> _EXERCISE BRIEF_:
Copy the records below exactly as they stand. Leave out the pictures.

──────── DATASET ENTRIES

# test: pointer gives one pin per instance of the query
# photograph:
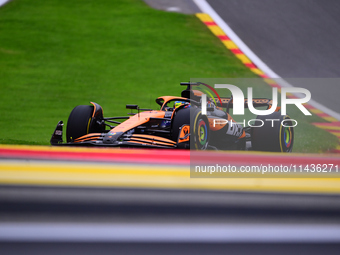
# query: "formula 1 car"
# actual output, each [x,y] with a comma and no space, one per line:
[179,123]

────────────────

> _RESPONSE FOR THIS EXERCISE_:
# test: pointer gives one pin per instance of the query
# photograph:
# query: "formula 1 car"
# actual output, each [x,y] with a comma and no space, one per line:
[179,123]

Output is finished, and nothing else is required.